— start of Source extract —

Our monthly analysis highlights the charts and data that matter to emerging market investors.

12/09/2023
EN

Authors

Andrew Rymer, CFA
Senior Strategist, Strategic Research Unit

Our latest edition of the Schroders Emerging Markets Lens is now available.

Below is a summary of key developments in the equity and debt markets and you can find the links to both presentations here:

Emerging Markets Lens: Equity

Emerging Markets Lens: Emerging Market Debt

Summary of emerging market equities:

  • Emerging market (EM) equities fell 6% in August, underperforming developed markets (-2%) by a wide margin.
  • Further resilience in the US economy suggested that that the Fed may keep rates high for longer. With yields picking up, risk appetite waned, while weak Chinese macroeconomic data weighed on the local market. There was some overspill to other EM. Read more: Has China finally slid into a debt/deflation spiral?

— end of Source extract —

[Required work]
1. In the emerging markets summary, by what percentage did emerging market equities fall in August?
2. Resume the emerging markets summary, starting after its final sentence.
The material placed after this passage is drawn from a separate, unrelated source.

— start of Provided material —

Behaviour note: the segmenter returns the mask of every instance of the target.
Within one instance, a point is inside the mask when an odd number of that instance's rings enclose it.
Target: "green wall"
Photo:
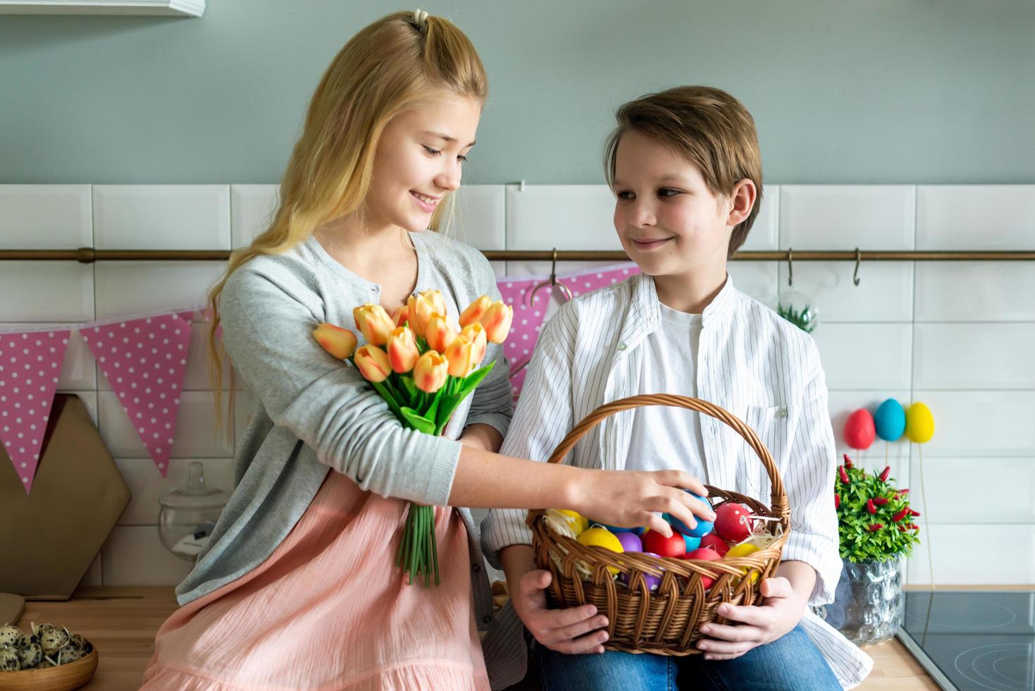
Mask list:
[[[755,114],[767,180],[1035,182],[1032,0],[427,0],[490,76],[468,182],[602,181],[614,108],[684,83]],[[367,0],[201,19],[0,16],[0,182],[279,179]]]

— end of Provided material —

[Responses per task]
1. They fell 6%.

2.
  • EM now lags DM by some distance YTD. However, EM small caps have performed in line with DM (slide 6). The EM Value Index is also ahead of the standard EM Index YTD; this stands in contrast to DM factor performance (slide 7).
  • EM equities are close to the historical median on a 12-month forward price-earnings and a price-book basis. EM is cheap versus history on a dividend yield basis (slides 13, 17 and 18)
  • There is considerable variability between sector valuations (slide 15). Various growth sectors are much more expensive than value sectors
  • EM equities are cheaper than developed market (DM) equities, but the difference is not extremely large, especially on a sector neutral basis (slide 19)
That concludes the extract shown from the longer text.